GOAL OF THE EXERCISE: Restate the records below word for word, leaving nothing out.

-- TASK INPUTS follows --

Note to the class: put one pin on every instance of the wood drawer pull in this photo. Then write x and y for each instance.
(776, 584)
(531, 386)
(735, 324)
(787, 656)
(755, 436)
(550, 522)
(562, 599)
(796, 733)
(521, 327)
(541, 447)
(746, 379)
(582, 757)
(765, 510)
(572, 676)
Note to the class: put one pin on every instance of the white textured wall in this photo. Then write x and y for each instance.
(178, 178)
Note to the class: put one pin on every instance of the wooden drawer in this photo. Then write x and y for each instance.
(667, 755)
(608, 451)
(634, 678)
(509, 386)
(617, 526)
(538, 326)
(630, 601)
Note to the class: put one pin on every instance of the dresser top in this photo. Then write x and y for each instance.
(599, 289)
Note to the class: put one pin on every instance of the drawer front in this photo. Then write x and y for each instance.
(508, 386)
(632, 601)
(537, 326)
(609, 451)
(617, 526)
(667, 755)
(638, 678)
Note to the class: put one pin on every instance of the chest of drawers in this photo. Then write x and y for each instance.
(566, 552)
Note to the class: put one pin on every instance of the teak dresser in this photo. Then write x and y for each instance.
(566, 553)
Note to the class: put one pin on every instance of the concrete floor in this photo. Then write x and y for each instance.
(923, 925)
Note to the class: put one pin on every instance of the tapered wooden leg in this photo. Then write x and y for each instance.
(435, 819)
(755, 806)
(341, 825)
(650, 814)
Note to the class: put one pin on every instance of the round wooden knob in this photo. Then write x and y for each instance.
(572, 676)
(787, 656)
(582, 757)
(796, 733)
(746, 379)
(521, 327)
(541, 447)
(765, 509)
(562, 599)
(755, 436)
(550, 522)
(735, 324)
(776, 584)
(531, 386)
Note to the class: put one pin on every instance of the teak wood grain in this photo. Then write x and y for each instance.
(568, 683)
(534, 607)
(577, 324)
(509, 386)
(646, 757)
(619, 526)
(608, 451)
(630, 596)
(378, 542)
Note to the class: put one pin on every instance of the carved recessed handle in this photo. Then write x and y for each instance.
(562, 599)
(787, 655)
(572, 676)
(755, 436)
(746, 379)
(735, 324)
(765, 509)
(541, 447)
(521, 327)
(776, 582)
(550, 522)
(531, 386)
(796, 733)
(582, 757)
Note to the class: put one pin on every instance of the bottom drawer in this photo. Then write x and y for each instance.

-- TASK INPUTS concluded --

EXERCISE SOLUTION:
Note to the class: put one pin on every instance of the wood drawer pull in this photo. Then write x and y for each instance.
(776, 584)
(531, 386)
(735, 324)
(787, 656)
(755, 436)
(550, 522)
(562, 599)
(796, 733)
(521, 327)
(541, 447)
(746, 379)
(582, 757)
(765, 510)
(572, 676)
Note to the class: put one pin on every instance of the white textured wall in this photo. Then write x and y for each instance.
(178, 178)
Note to the class: put one pin on every instance of the wooden drawer in this photo. Then write x and y for each instance.
(667, 755)
(608, 451)
(634, 678)
(509, 386)
(617, 526)
(538, 326)
(630, 601)
Note to the class: put one pin on every instance of the dresser top in this photo. Then write x and y for each instance.
(599, 289)
Note to the class: put one pin on every instance of the drawer front in this photo. Then write x and y for each instance.
(508, 386)
(632, 601)
(537, 326)
(609, 451)
(617, 526)
(667, 755)
(638, 678)
Note to the class: put one pin on every instance of the chest of drawers in this photo. Then write x and y for each instance.
(566, 552)
Note to the class: put one pin on every instance of the teak dresser in this photo. Then write x and y for each instance.
(566, 553)
Note to the class: put one pin on every instance of the concrete floor in this photo. Then write x and y for each instance.
(923, 925)
Note to the class: put one pin on every instance of the tapered wooden leg in this photo. Then write x and y for each instance.
(435, 819)
(755, 806)
(341, 825)
(650, 814)
Note to the class: put one pin on every instance of the round wooden knob in this photo. Then write x and y for each instance.
(572, 676)
(787, 656)
(582, 757)
(796, 733)
(746, 379)
(521, 327)
(541, 447)
(765, 509)
(562, 599)
(755, 436)
(550, 522)
(735, 324)
(776, 584)
(531, 386)
Note to the class: put one pin on every instance of the teak wood grain in this photo. Then write x and y for each instance.
(568, 683)
(534, 607)
(577, 324)
(509, 386)
(646, 757)
(619, 526)
(608, 451)
(630, 596)
(378, 542)
Note to the class: put one pin on every instance of the carved recessed handle in this photo. Then write x and y for each instance.
(562, 599)
(787, 655)
(572, 676)
(755, 436)
(746, 379)
(735, 324)
(765, 509)
(541, 447)
(521, 327)
(776, 582)
(550, 522)
(531, 386)
(796, 733)
(582, 757)
Note to the class: put one pin on every instance of the bottom drawer in this photo. Then write x and y for each instance.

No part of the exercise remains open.